Data listing
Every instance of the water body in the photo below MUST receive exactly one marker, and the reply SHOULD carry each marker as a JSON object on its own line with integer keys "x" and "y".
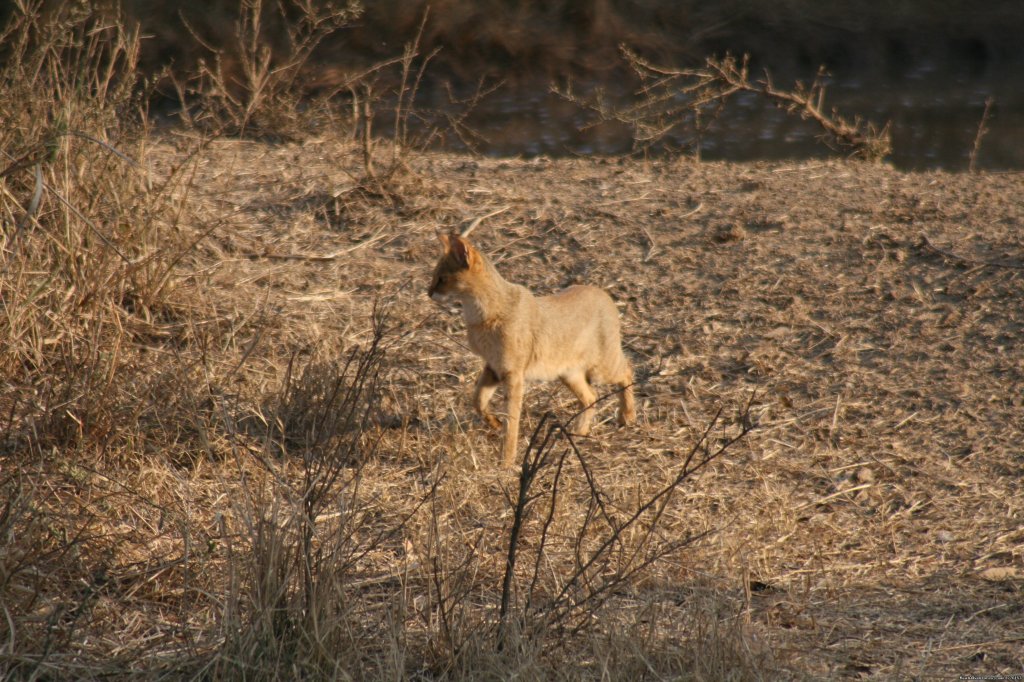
{"x": 934, "y": 116}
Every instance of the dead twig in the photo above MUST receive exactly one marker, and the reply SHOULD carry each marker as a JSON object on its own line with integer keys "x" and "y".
{"x": 924, "y": 243}
{"x": 477, "y": 220}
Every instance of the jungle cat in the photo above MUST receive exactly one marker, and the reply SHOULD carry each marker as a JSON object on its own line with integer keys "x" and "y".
{"x": 571, "y": 335}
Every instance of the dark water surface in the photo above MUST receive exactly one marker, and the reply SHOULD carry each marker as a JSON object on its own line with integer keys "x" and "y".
{"x": 934, "y": 116}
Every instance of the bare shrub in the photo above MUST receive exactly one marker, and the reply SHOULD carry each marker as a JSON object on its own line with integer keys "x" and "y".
{"x": 90, "y": 270}
{"x": 671, "y": 99}
{"x": 254, "y": 86}
{"x": 291, "y": 606}
{"x": 611, "y": 548}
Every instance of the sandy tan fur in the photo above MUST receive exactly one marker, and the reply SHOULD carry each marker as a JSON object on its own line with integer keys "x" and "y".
{"x": 571, "y": 335}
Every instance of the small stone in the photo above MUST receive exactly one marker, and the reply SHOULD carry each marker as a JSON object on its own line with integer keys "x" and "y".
{"x": 729, "y": 232}
{"x": 999, "y": 573}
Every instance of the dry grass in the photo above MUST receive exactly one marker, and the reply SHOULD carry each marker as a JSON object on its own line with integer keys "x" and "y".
{"x": 237, "y": 440}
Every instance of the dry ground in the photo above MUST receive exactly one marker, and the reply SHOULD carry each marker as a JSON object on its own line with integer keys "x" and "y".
{"x": 870, "y": 525}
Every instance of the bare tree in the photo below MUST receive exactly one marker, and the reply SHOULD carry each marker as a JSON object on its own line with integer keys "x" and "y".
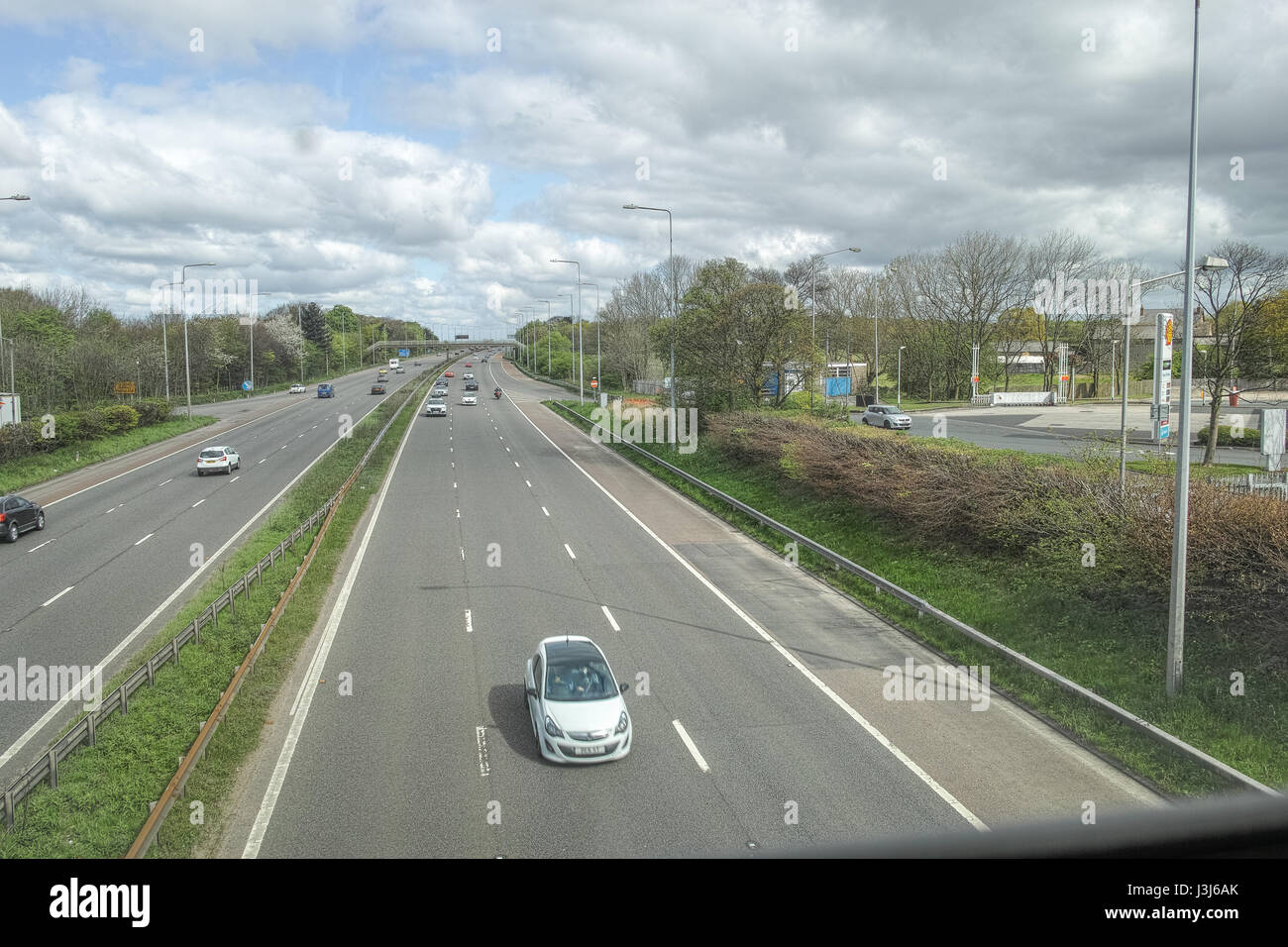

### Problem statement
Convert the records above into a Markdown table with the columns Number and Text. Begin at the line that contains "Every instance of the small", continue through the end of the records, skip blank lines, and leave the pictures out.

### Worked answer
| Number | Text |
|---|---|
| 1 | Every instance of the small stone in the photo above MUST receive exactly one marker, and the reply SHOULD carry each marker as a JSON object on its own line with integer keys "x" and "y". |
| 2 | {"x": 729, "y": 232} |
| 3 | {"x": 999, "y": 573} |
| 4 | Every instance of the dry grass in the photo above MUST receive exactly one marker, and the reply SHOULD carry each marker as a JSON object on its own line with integer keys "x" and "y". |
| 5 | {"x": 237, "y": 440} |
| 6 | Every instance of the dry ground in the photo above MUST receive exactly one marker, and the reply SHOULD carry each marker as a JSON object on its own line with integer keys "x" and "y". |
| 7 | {"x": 870, "y": 525} |
| 8 | Every instance of the bare tree in the photo below MUST receive exactly one marker, and the reply SHOULD carry each marker as a JSON object on its own line with integer keys "x" and "y". |